**Document passage:**
+-------+

Shazam’s branching strategy (17:05)
The way we used git at Shazam can be boiled down to this sentence: Always push to master, branch when freezing for a release.
What does that mean? Before I explain it, I’ll just give you an overview of how our git tree used to look. It was a sequential, single line of commits, very easy to understand. And every time there was a release that we needed to do, we would freeze that branch at that point in time–we would call it an ongoing branch, we would also tag it as a release candidate. If we found any bugs in that release, we would do hot fixes on that branch and merge them back to master so that master was up to date. We kept doing that until we were satisfied with the release. At that point, we would get the final release candidate and actually push to the market release.
This allowed us to have two parallel modes of working: one part of your team could keep continuing working on features for the next release, while a few of you can just harden the actual release candidate. Now you can do this with many other different strategies, but the main benefit that I see with this is that it allows you to very clearly see the history of your commits. It’s a very simple, straightforward line, there’s no complexity here. You don’t have to do any mental math to figure out where branches come from. You don’t have to use any special commands to figure out in which branches each commit exists. It’s just one branch.
Now to do this, there are some prerequisites. You can’t just jump into this mode of working. You have to have a Behavior-Driven Development (BDD) and Test-Driven Development (TDD) mentality, because every commit on master could potentially break everything, and you don’t want that, because you want to always be ready to release. The whole idea is your product owner could come in at any point and say, “Yep, let’s release what we have now, and we need to do this today. So we need to cut a release candidate.” BDD and TDD allows you to have your project in a releasable state; it might not be completely ready to push, but with only a couple of commits, you should be able to create a release candidate ready for the Play Store.
The key is you need continuous integration that runs your entire BDD and TDD test suites every time someone commits. There’s a different talk that sometimes we used to do about how we achieve this at Shazam, because, of course, acceptance tests on Android are very slow, notoriously slow, so we have tools for speeding things up. And also we have pre-commit hooks that would prevent people from pushing code that breaks the build. So we have an integration plan in our Jenkins where when you want to push code on master, the moment you push, your code doesn’t actually get promoted to the git repository; but a local branch is created, gets pushed remotely, so that Jenkins builds it, runs the entire test suite; and only when that is green does that push gets promoted to master so that other people can use it.
The key part of this is the mentality of always Rebasing your code, so when you come to work in the morning, the first thing you do is Rebase any uncommitted changes you have on top of the current master. Rebasing also allows you to very easily fix conflicts. When you have long running feature branches, and then you try to merge–let’s say you have two feature branches, and you always keep them up to date with develop or master, but now you want to call your base branch. And you think, “Okay, I have no conflicts, because I keep fixing it every day,” but then when you integrate your branch into develop or master, another feature branch gets merged back, you get this weird conflict between the two branches, and now you have to go to the people that actually worked on that branch and try to resolve things that you might not be very familiar with.

+-------+

**Material:**
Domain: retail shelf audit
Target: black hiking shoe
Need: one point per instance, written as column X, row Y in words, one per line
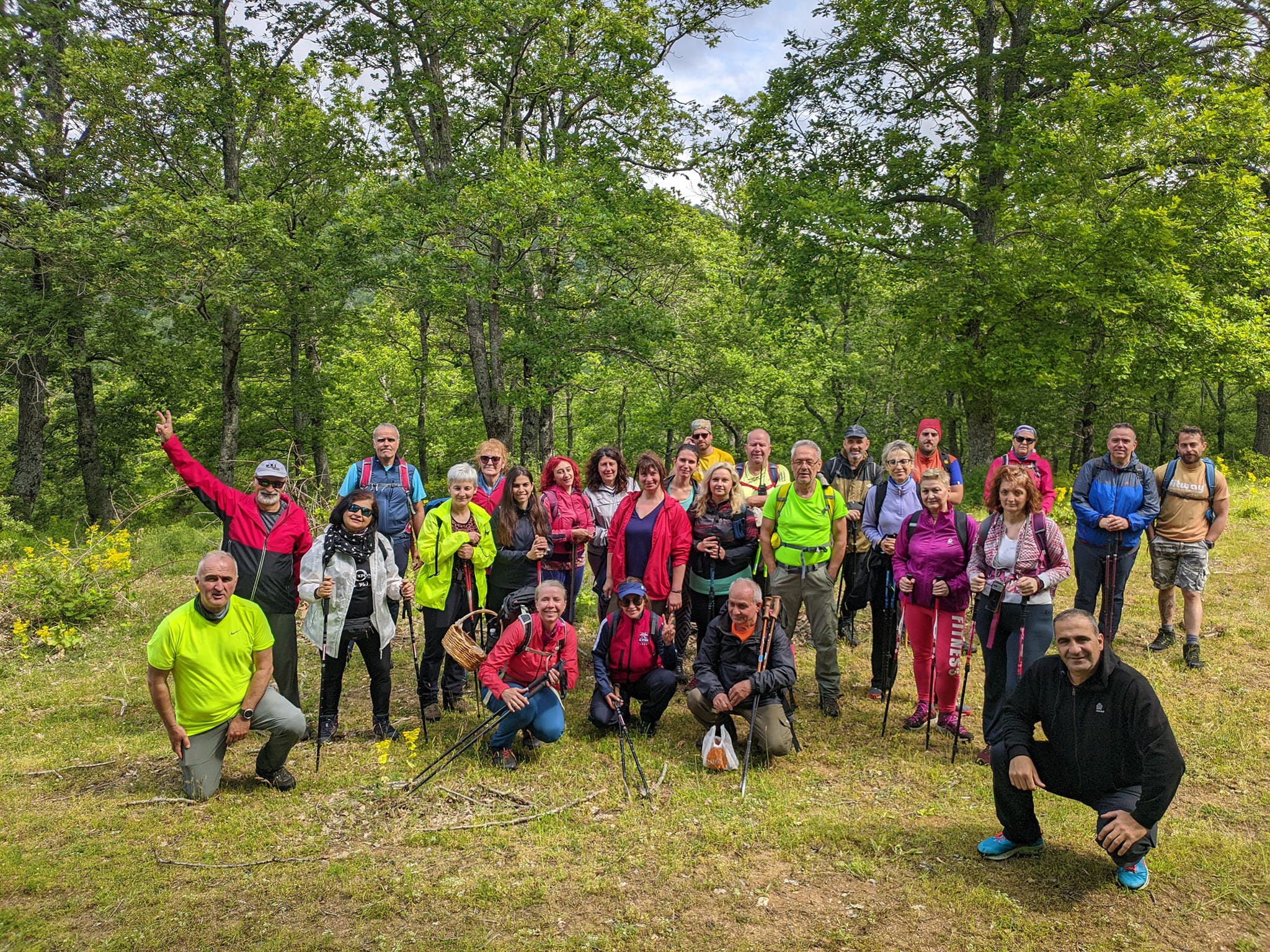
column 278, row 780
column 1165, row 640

+-------+

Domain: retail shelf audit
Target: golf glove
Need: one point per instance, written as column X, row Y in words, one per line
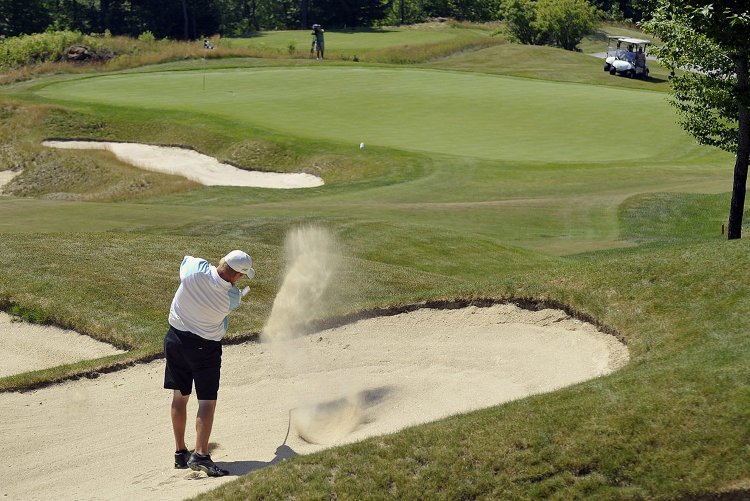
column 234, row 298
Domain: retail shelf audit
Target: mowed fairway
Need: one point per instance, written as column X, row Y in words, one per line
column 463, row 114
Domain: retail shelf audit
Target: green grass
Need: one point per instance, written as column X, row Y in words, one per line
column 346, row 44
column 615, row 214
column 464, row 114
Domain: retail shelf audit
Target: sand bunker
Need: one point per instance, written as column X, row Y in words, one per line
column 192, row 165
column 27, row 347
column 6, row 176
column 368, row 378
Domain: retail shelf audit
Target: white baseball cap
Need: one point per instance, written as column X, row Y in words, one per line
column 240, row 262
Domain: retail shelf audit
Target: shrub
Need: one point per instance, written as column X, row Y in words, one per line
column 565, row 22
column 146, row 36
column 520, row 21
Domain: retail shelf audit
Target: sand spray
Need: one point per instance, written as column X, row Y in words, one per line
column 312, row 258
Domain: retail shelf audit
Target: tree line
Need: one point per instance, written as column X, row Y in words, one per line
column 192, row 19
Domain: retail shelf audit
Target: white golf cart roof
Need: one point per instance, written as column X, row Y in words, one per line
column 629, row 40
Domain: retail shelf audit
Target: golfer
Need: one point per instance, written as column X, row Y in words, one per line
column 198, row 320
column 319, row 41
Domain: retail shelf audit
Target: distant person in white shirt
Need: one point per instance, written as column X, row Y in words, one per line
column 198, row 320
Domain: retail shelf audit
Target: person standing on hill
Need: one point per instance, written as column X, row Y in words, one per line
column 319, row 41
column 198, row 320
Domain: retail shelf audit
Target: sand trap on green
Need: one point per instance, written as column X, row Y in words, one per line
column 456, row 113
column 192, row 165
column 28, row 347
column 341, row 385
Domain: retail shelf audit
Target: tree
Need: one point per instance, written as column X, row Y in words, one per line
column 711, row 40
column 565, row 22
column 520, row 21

+-------+

**Tasks:**
A: In the talk excerpt on Shazam's branching strategy, what is the first thing you do when you come to work in the morning?
B: Please continue the talk excerpt on Shazam's branching strategy, picking up right after its final sentence.

**Written responses:**
A: You rebase any uncommitted changes you have on top of the current master.

B:
If everyone is working on master, those changes are literally one or two commits at every time. So it’s very easy to fix, very localized, and you never run into surprises where suddenly, “yes, we have to release tomorrow, let’s get these two feature branches in the release,” or there’s a “merge integration hell, we can’t fix this.” This helps with that.
Because of everyone pushing in the same branch, it also encourages you to write your code in a way that is modular. You have to create your code in a way that, even if your feature is not ready, you can still push the app into the Play Store, because your feature is actually disabled. And the only way to have what are called “feature flags” in the back end world is to have an architecture in your app that allows you to easily swap out implementations of things, and also have a list of AB tests, or flags, that enable you to switch features on and off.
So to reiterate the benefits: it keeps us true, because having this process forces us to basically always think, “I need an acceptance test for this; I need to make sure that it’s covered by tests as much as possible. I can’t push code that is not production ready. And of course, I have to modularize my code.” The tree is very clean and easy: when you bring in new people into your team, it takes them less than a day to figure out how your code is structured. It’s very simple. I will talk in a bit, from personal experience, about how that affected me.
We have no code integration problems, because, like I said, the conflict resolution has to happen at a very isolated and local point. Releases are quick because of the previous points; you can always, at any point, calibrate a release branch, and harden it. Turning off features is very easy, because of that modularity, so even if after you actually release something, there’s a bug with it, you can easily do a point release that turns that feature off, without having to run a regression test again, because that feature was very easily modularized and swappable.
And it allows continuous deployment. This is not really a concern with Android, because you never want to actually have continuous deployment pushing updates to the Play Store like, three or four times a day. People would get really annoyed.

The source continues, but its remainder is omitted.